• [Set problem]: In the mid-life reflection, which university did the writer transfer to from Mississippi State University?

• [Source passage]:
● ● ● ●

Regret is central theme at this time. No one plans for regret. Everyone wants to live their lives without regret. But I think regret is as inevitable as death. Humans will always wonder what would have happened if they they had chosen a different path when they were at crossroads in their youth. The tendency to think that the grass is greener on the other side is very real. Stay-at-home moms wonder if they chose right, as do working moms. Sometimes I can visualize my past as a tree branching off into different directions at important points in my life and wonder what it would have looked like if the branches had grown in other directions.
What if I had never gone to Australia? What if I had gone to graduate school in India? What if I had never set foot in the US? What if I had not transferred from Mississippi State University to Ohio State University? What if I had ended up having an arranged marriage? These are questions I asked myself. Sometimes I wonder, what if I had gone to art school instead? or journalism? or psychology? As I worked through these what ifs, I couldn’t help having a few regrets here and there. Its part of being human.
The other thing that hits me in my late thirties is the very real fear that my parents are getting old. I now have to condition myself to become their guardians and care for them like they cared for me. This a role that I didn’t really anticipate until it hits me in the face. It is a difficult role to grow into. I now worry about my parents like I do about my children. I realize now that Death is a reality, not just as some far-off thing that is doesn’t concern me.
One of the big things that I went through in my mid-life crisis was wondering if I had failed to pass on my culture to my children. I am not sure how universal this turmoil is. I know that my interracial marriage and US residency contributed to these feelings. I wanted to take my children to my childhood haunts, have them experience some of the same things I experienced and loved as a child. I wanted them to know more about Indian culture, my language, my heritage and traditions, my religion and beliefs.
A lot of it is just coming to terms with aging. I realized that no one ever calls me “akka” anymore, only “auntie”. Its hard enough when the movie heroines were younger than me but if feels so unfair that even the heroes are younger than me now! My body feels like it is falling apart and I have become aware of achy joints and lower energy. Late nights are not interesting anymore, for I just want to be in bed early enough so I can get a good night’s sleep. All the things my parents told me make sense now. My children are starting to say the same things I told my parents.
Like all the other turning points, the mid-life crisis itself can go any of several ways. I have seen it destroy marriages, plunge people into despair and depression. For me though, it lead to a lot of introspection. I found an anchor in my faith, like many people do. I re-evaluated my beliefs, my biases and my goals. I learned to stop fighting life and to go with the flow instead. I sorted out what was really important to me in my life. Most of all, I learned to forgive myself.
I finally reached a state of mid-life calm. I believe that everything in life happens for a purpose, or at least that you can find a purpose for everything that happens. The roads I took brought me to where I am. And where I am is a very blessed state. Some decisions still nag me… If I had not transferred to Ohio State University, I would have maybe earned my PhD. But then, I wouldn’t have met my husband. I am glad I took that transfer, and even though I took it for all the wrong reasons, something wonderful came out of it. What I regret is the reasons for which I made that decision, not the decision itself. It has made me realize good can come out of wrong. Maybe when it comes right down to it, its all just about seeing what you want to see; what you choose to see.
Now that I am almost ready to walk up the 40s, I feel relaxed. I feel wiser. I have gone through some tough times and have come out just fine. I am blessed and I am grateful. I have my faith to fall back on. I have my family to help me out. I know that calm doesn’t last forever, but this time I know where I can turn to when I need a calm moment. I also know when I need to turn to calm. I know there is still a lot of life to live, a lot of challenges that will come. There will be ups and and there will be downs, but a lot less regrets. For this time, I choose not to regret.

● ● ● ●

• [Dataset]:
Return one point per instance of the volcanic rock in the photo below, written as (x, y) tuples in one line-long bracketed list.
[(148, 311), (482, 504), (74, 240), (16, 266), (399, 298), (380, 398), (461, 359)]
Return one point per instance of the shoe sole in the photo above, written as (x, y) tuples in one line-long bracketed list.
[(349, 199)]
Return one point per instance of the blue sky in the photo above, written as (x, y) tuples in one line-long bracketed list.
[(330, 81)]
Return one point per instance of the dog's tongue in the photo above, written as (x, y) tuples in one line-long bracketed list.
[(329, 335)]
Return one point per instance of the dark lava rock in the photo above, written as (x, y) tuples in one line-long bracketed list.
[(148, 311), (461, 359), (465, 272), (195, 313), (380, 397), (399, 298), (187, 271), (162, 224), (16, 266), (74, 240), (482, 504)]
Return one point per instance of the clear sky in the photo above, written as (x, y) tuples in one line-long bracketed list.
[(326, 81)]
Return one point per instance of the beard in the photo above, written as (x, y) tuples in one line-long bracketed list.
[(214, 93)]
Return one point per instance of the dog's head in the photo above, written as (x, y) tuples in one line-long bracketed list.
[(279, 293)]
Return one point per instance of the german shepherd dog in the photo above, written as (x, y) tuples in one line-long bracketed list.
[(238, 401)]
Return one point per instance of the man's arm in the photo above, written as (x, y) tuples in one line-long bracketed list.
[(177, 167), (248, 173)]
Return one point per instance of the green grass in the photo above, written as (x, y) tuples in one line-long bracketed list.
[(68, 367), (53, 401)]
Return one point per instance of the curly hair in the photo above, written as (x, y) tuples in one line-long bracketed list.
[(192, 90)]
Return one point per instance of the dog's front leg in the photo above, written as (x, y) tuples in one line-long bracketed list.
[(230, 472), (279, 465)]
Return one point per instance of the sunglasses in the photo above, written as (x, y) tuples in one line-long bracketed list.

● ● ● ●

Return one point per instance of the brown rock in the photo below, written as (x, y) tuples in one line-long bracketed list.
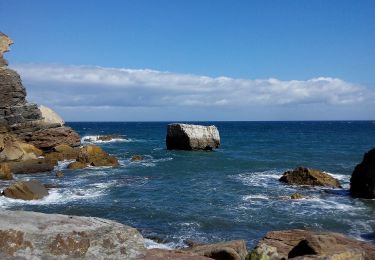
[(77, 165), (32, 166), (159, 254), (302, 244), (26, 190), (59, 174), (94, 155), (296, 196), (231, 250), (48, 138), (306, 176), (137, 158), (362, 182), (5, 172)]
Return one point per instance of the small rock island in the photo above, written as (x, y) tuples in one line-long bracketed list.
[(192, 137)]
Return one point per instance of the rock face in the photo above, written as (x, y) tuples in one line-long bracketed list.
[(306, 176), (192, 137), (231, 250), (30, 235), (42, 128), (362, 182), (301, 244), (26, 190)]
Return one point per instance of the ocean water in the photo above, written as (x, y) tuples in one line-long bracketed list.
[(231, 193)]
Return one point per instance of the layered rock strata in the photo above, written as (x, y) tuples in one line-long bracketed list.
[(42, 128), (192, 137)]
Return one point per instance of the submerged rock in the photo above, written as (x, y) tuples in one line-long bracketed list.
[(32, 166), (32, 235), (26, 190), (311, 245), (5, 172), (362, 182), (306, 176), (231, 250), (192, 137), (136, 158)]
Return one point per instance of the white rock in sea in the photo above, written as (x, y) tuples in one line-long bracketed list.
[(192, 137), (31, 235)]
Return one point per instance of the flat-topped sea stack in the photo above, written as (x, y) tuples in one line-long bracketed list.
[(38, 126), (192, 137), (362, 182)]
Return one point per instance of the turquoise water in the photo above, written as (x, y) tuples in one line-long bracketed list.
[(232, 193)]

● ● ● ●

• [Output of the task]: Ohio State University